Assignment: Answer with one figure only, the number of lines below in which "horse" occurs.

Extracted records:
───

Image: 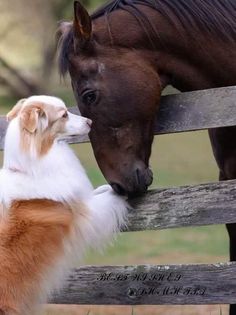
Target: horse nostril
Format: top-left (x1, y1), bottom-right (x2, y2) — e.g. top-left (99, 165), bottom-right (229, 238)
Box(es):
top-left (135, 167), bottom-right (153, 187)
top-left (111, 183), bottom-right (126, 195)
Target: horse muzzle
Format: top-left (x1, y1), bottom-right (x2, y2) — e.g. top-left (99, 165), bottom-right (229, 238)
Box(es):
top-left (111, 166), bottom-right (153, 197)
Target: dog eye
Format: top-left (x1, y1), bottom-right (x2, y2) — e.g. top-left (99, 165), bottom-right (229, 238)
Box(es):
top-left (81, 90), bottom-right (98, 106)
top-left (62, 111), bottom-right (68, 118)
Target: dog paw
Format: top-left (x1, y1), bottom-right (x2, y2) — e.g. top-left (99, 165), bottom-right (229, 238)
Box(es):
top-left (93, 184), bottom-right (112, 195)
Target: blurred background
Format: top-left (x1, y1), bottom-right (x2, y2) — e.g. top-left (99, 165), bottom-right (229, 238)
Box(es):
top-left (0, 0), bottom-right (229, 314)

───

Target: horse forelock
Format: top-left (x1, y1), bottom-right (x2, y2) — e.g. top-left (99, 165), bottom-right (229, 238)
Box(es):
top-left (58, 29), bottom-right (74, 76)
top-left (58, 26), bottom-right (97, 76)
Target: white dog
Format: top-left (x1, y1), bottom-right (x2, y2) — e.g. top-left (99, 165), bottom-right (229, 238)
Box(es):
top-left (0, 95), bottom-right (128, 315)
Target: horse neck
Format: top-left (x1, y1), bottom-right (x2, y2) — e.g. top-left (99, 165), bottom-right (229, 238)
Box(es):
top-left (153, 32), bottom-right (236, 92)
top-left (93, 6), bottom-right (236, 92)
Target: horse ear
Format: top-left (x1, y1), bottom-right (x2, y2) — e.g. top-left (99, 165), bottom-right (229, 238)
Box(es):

───

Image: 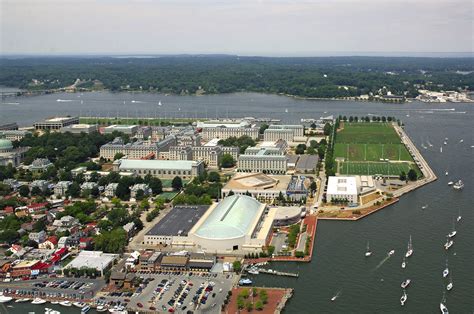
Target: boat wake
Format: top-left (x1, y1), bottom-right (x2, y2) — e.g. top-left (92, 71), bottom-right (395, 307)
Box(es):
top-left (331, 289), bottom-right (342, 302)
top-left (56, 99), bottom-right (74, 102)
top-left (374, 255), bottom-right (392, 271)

───

Output for this task: 5